* _Excerpted text_:
Struts Modernisation & Migration
Your Struts applications still power core operations. We'll help you modernise them safely.
Why Struts Applications Are Still Running Your Business
Apache Struts applications remain in production because they work. Built during the framework's dominance of enterprise Java, they power core business logic, internal platforms, customer portals, and transaction processing systems that organisations depend on daily. Many have been running reliably for fifteen years or more.
But the landscape has changed. Struts 1 reached end-of-life years ago. Early Struts 2 versions carry well-documented security vulnerabilities that have been exploited in high-profile breaches. The framework's architecture patterns feel dated compared to modern Java development, making changes slow and risky. Integration with contemporary systems requires workarounds that accumulate technical debt.
The applications still function, but the risk profile has shifted. Maintaining the status quo becomes more expensive and more dangerous each year. The question is how to modernise without disrupting the operations these systems support.

Rows from a dataset
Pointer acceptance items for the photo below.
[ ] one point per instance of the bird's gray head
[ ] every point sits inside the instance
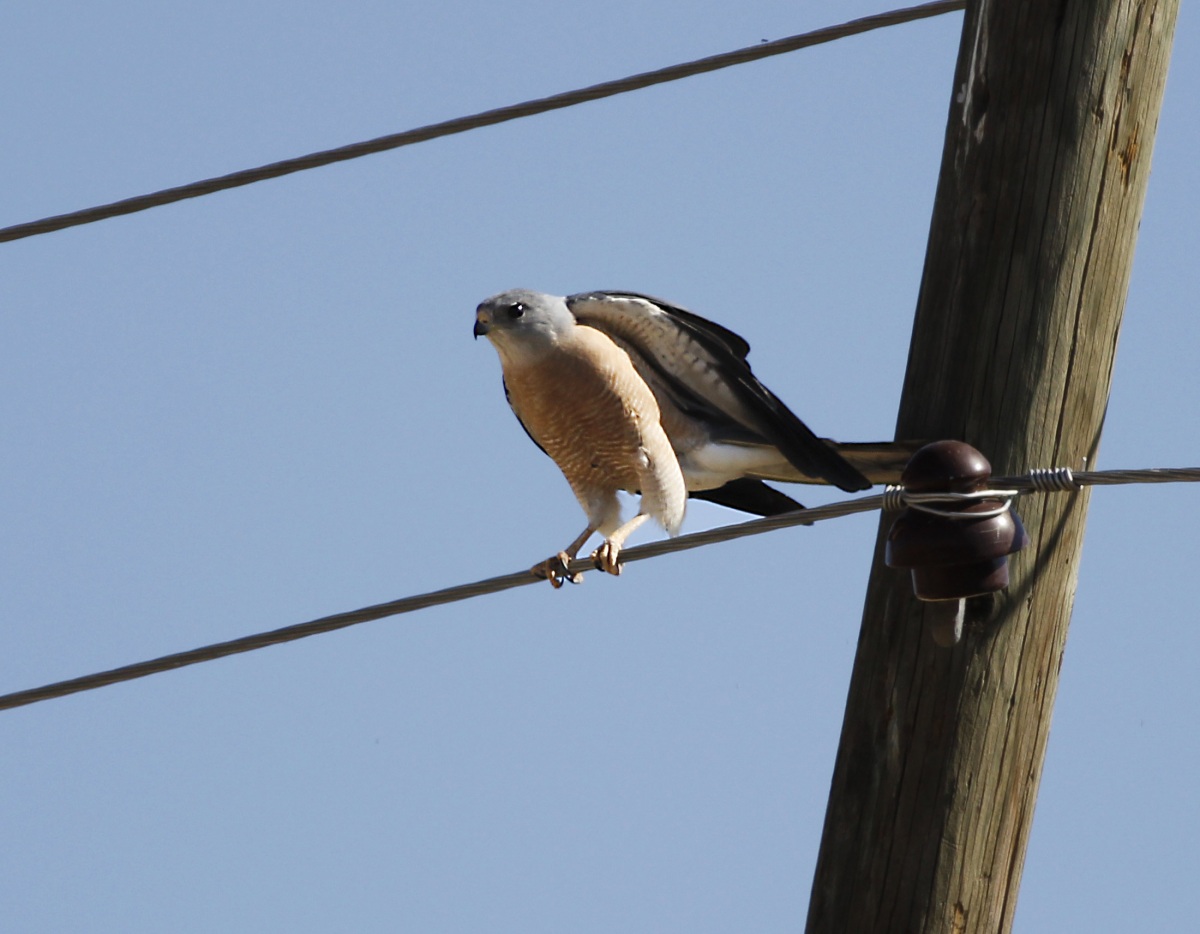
(522, 323)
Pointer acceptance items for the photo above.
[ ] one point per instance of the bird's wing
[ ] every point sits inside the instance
(703, 369)
(508, 397)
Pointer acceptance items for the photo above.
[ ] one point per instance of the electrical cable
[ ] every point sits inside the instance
(1063, 480)
(474, 121)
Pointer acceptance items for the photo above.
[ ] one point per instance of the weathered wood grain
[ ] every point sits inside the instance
(1051, 124)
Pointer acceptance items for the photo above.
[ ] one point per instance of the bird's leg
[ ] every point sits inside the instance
(605, 557)
(555, 569)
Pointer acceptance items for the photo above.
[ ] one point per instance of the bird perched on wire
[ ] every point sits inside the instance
(628, 393)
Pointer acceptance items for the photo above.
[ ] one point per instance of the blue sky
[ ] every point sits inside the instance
(265, 406)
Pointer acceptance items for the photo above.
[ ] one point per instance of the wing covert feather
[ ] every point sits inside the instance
(703, 366)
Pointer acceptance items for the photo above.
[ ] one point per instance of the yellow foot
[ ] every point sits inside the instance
(556, 570)
(605, 557)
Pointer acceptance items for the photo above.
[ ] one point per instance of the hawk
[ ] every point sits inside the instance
(629, 393)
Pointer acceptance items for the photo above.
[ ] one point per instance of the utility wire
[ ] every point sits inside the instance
(1045, 480)
(487, 118)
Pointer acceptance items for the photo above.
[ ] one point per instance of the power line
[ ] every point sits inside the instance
(487, 118)
(1043, 480)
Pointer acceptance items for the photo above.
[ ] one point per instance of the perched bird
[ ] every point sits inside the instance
(625, 391)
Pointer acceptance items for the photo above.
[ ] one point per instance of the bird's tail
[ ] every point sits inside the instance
(879, 461)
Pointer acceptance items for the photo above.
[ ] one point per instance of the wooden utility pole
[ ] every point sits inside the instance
(1055, 106)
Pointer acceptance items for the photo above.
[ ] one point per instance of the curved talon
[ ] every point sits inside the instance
(606, 558)
(556, 570)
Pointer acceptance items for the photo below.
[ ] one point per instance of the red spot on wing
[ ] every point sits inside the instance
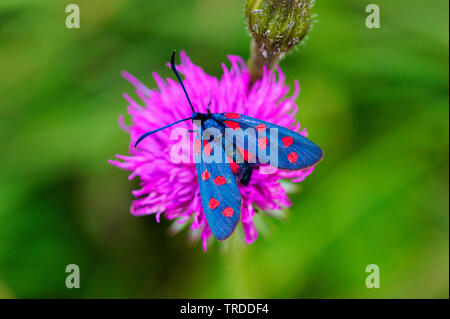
(213, 203)
(232, 115)
(205, 175)
(247, 156)
(261, 127)
(287, 141)
(293, 157)
(207, 148)
(234, 167)
(228, 212)
(220, 180)
(197, 147)
(262, 143)
(233, 125)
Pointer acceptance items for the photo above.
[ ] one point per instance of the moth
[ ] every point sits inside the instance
(225, 155)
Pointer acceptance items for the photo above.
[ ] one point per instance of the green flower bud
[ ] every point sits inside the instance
(276, 26)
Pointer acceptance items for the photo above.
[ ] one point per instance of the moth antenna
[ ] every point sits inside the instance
(172, 64)
(157, 130)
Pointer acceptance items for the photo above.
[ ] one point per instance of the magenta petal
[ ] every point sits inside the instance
(171, 190)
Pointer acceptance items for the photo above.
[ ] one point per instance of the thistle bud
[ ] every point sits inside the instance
(276, 27)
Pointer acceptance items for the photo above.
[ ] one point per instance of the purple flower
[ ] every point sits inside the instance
(171, 189)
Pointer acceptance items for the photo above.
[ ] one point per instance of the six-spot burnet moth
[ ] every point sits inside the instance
(224, 160)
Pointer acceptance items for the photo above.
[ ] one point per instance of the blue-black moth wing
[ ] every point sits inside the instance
(220, 196)
(294, 151)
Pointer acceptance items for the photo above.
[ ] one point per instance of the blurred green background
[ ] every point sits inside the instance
(376, 100)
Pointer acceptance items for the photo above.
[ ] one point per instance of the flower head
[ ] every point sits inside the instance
(171, 189)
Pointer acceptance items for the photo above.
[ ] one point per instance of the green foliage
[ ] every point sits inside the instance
(376, 100)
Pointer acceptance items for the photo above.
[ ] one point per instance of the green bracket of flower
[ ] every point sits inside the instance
(276, 27)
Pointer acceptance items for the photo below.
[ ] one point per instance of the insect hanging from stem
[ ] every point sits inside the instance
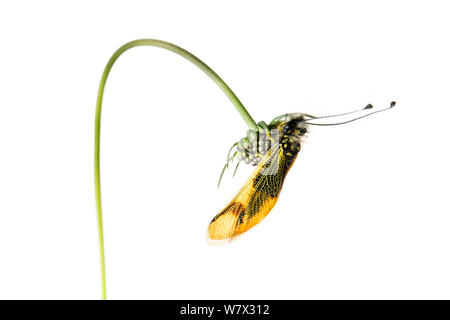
(273, 150)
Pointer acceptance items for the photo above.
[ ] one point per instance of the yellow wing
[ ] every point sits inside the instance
(255, 199)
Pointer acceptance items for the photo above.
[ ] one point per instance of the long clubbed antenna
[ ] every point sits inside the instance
(369, 106)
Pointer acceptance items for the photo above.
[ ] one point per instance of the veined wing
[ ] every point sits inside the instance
(255, 199)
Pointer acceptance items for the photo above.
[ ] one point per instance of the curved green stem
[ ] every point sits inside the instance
(185, 54)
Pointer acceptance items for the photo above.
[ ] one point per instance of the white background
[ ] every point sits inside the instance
(364, 212)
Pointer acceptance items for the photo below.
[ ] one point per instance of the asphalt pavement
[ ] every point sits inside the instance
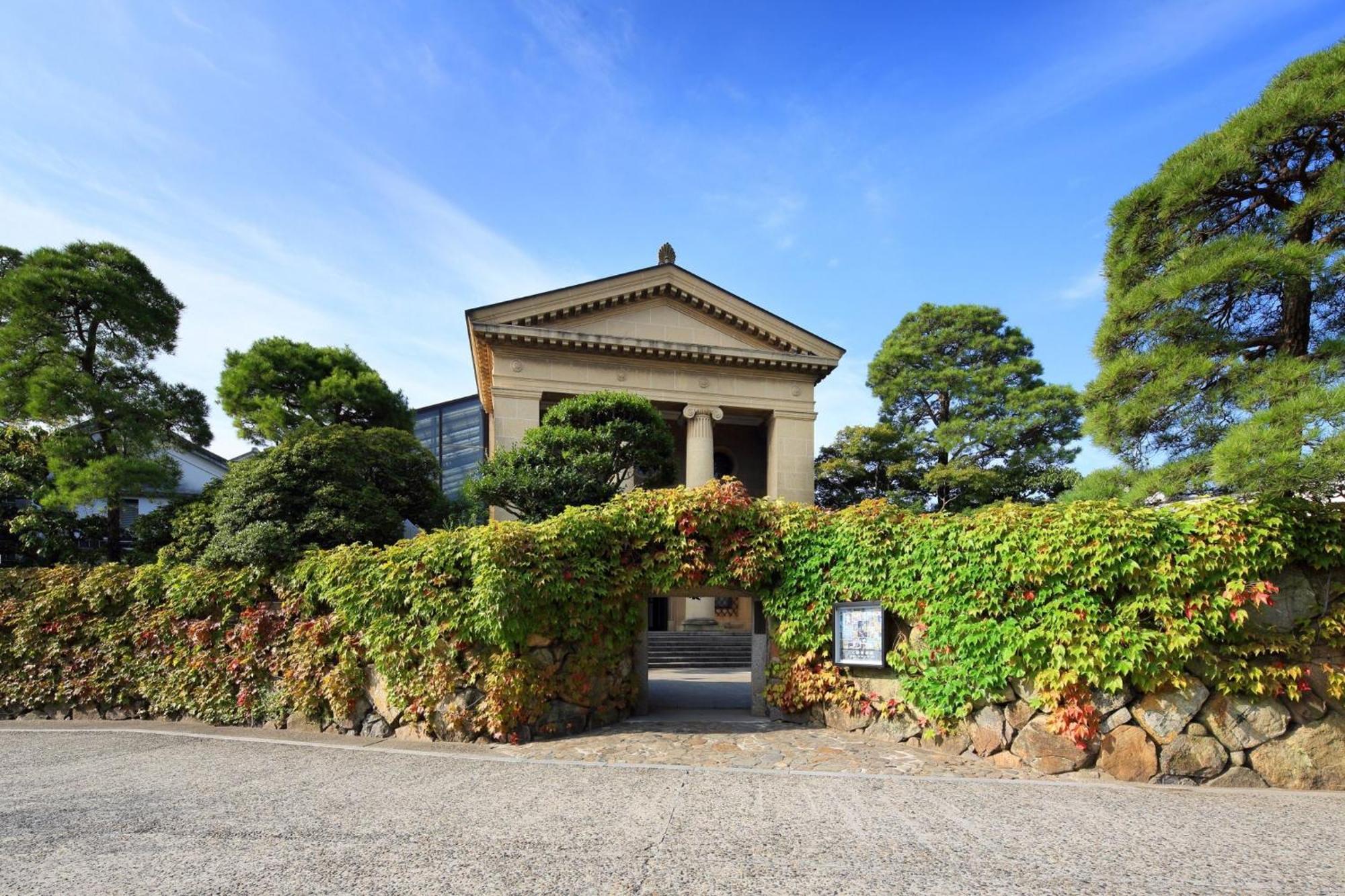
(118, 811)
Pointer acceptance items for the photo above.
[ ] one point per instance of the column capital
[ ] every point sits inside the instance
(692, 412)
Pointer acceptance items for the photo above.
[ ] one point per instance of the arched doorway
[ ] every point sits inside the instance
(703, 663)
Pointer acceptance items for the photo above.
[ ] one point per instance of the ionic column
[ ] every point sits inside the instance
(700, 443)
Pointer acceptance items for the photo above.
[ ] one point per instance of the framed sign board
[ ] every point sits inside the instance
(860, 634)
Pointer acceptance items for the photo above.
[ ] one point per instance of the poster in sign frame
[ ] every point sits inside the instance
(860, 634)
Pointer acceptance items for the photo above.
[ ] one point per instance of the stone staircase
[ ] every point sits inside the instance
(700, 650)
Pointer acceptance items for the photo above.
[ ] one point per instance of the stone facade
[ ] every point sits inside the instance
(1182, 735)
(735, 381)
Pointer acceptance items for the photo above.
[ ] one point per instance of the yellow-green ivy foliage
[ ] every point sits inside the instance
(1087, 594)
(1083, 594)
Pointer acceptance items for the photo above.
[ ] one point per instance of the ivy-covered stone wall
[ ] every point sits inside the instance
(512, 631)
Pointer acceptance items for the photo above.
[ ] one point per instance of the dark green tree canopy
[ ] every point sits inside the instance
(79, 330)
(279, 385)
(332, 486)
(583, 451)
(30, 530)
(868, 462)
(1222, 354)
(961, 391)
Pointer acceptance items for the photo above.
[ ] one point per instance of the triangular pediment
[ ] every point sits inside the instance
(665, 299)
(668, 321)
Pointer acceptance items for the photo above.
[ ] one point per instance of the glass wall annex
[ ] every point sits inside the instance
(455, 432)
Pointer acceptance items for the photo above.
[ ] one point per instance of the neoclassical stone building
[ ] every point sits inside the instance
(735, 381)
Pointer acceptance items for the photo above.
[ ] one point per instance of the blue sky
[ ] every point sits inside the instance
(361, 174)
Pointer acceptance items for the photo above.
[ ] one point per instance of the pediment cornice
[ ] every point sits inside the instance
(564, 309)
(556, 322)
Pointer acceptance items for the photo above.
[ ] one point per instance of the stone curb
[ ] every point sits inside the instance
(321, 741)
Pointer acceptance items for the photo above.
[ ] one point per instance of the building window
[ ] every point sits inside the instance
(724, 464)
(455, 434)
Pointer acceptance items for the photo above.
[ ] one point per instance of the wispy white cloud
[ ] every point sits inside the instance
(1082, 290)
(590, 48)
(1164, 37)
(844, 400)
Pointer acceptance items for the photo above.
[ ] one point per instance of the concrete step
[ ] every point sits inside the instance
(700, 649)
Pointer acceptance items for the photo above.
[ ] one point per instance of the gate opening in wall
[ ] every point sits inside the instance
(701, 651)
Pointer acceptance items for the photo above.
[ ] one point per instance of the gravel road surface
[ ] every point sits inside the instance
(116, 811)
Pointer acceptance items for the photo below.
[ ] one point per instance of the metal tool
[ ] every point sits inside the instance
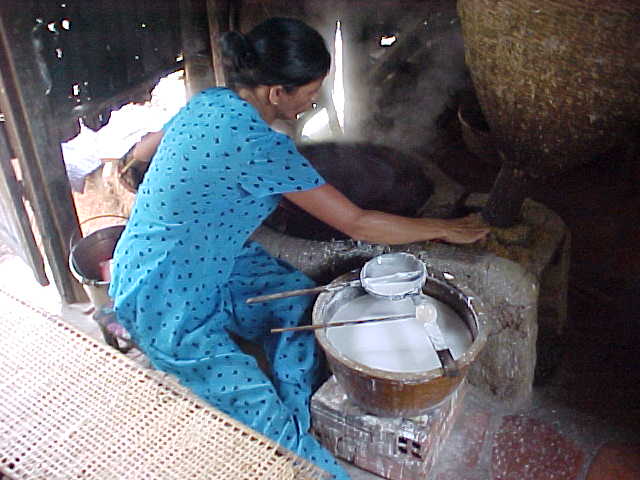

* _Set of tasks_:
1. Answer these questions using the Struts text:
(a) How long have many of the applications been running reliably?
(b) Which version of the framework reached end-of-life years ago?
(c) What becomes more expensive and more dangerous each year?
2. Reproduce the Struts text word for word from "The applications still" to "these systems support.".
The data are not required for this work.

* _Exercise responses_:
1.
(a) Fifteen years or more.
(b) Struts 1.
(c) Maintaining the status quo.

2.
The applications still function, but the risk profile has shifted. Maintaining the status quo becomes more expensive and more dangerous each year. The question is how to modernise without disrupting the operations these systems support.